Григорий сорвал с плеч ее тлевшую попону и, переламываясь пополам, стал метать лопатою в дверь мастерской большие комья снега; дядя прыгал около него с топором в руках; дед лежал около бабушки, бросая в нее снегом; она сунула бутыль в сугроб, бросилась к воротам, отворила их и, кланяясь вбежавшим людям, говорила:
– Амбар, соседи, отстаивайте! Перекинется огонь на амбар, на сеновал, – наше все дотла сгорит, и ваше займется! Рубите крышу, сено – в сад. Григорий, сверху бросай, что ты на землю-то мечешь! Яков, не суетись, давай топоры людям, лопаты! Батюшки-соседи, беритесь дружней, – Бог нам на помочь.
Она была так же интересна, как и пожар; освещаемая огнем, который словно ловил ее, черную, она металась по двору, всюду поспевая, всем распоряжаясь, все видя.
На двор выбежал Шарап, вскидываясь на дыбы, подбрасывая деда; огонь ударил в его большие глаза, они красно сверкнули: лошадь захрапела, уперлась передними ногами; дедушка выпустил повод из рук и отпрыгнул, крикнув:
– Мать, держи!

— Представленные данные —

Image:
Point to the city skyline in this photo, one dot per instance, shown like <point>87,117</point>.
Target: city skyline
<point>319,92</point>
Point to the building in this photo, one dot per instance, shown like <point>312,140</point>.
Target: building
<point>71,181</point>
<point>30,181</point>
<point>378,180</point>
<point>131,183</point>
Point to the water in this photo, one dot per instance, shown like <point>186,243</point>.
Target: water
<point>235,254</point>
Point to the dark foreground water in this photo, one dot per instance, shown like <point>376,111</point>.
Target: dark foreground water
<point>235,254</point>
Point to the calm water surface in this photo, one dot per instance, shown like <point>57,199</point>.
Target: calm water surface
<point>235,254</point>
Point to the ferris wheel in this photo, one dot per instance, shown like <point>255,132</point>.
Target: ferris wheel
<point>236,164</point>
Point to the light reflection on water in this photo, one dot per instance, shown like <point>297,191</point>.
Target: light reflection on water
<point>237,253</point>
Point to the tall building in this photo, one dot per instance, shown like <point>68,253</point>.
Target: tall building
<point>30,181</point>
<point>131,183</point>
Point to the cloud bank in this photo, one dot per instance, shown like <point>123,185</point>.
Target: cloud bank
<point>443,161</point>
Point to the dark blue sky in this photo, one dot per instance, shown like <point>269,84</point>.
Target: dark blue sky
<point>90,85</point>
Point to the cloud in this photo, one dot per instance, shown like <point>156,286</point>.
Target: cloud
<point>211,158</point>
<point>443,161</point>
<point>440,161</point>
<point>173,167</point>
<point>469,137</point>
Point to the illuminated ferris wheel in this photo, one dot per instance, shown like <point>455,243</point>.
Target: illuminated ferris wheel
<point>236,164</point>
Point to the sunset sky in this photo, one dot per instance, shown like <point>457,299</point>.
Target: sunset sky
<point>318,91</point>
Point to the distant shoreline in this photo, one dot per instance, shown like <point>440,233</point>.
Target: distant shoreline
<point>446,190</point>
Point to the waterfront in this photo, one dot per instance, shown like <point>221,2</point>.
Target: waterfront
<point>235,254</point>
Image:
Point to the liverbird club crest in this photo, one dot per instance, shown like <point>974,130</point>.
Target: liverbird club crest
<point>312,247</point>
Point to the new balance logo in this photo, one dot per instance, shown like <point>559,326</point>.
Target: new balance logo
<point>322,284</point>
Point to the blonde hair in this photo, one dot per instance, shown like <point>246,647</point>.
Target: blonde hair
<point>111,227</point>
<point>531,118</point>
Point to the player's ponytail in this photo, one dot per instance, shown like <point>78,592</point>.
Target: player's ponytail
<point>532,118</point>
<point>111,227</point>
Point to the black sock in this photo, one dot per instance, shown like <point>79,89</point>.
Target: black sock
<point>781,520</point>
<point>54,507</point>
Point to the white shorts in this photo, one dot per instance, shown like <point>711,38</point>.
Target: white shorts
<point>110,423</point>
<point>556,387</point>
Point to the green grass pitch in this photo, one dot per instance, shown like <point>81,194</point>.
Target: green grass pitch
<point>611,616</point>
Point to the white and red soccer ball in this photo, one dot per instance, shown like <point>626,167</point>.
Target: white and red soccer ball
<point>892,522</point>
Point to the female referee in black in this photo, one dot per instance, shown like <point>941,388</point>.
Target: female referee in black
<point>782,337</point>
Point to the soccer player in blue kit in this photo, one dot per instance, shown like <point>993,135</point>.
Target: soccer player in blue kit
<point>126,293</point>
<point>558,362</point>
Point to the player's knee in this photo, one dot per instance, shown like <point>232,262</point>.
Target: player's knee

— Текст задания —
Замените в отрывке о пожаре «сугроб» на «снег» и перепишите всё от слов «Григорий сорвал с» вниз до слов «распоряжаясь, все видя.». Записи являются отдельным материалом.

— Ответ к заданию —
Григорий сорвал с плеч ее тлевшую попону и, переламываясь пополам, стал метать лопатою в дверь мастерской большие комья снега; дядя прыгал около него с топором в руках; дед лежал около бабушки, бросая в нее снегом; она сунула бутыль в снег, бросилась к воротам, отворила их и, кланяясь вбежавшим людям, говорила:
– Амбар, соседи, отстаивайте! Перекинется огонь на амбар, на сеновал, – наше все дотла сгорит, и ваше займется! Рубите крышу, сено – в сад. Григорий, сверху бросай, что ты на землю-то мечешь! Яков, не суетись, давай топоры людям, лопаты! Батюшки-соседи, беритесь дружней, – Бог нам на помочь.
Она была так же интересна, как и пожар; освещаемая огнем, который словно ловил ее, черную, она металась по двору, всюду поспевая, всем распоряжаясь, все видя.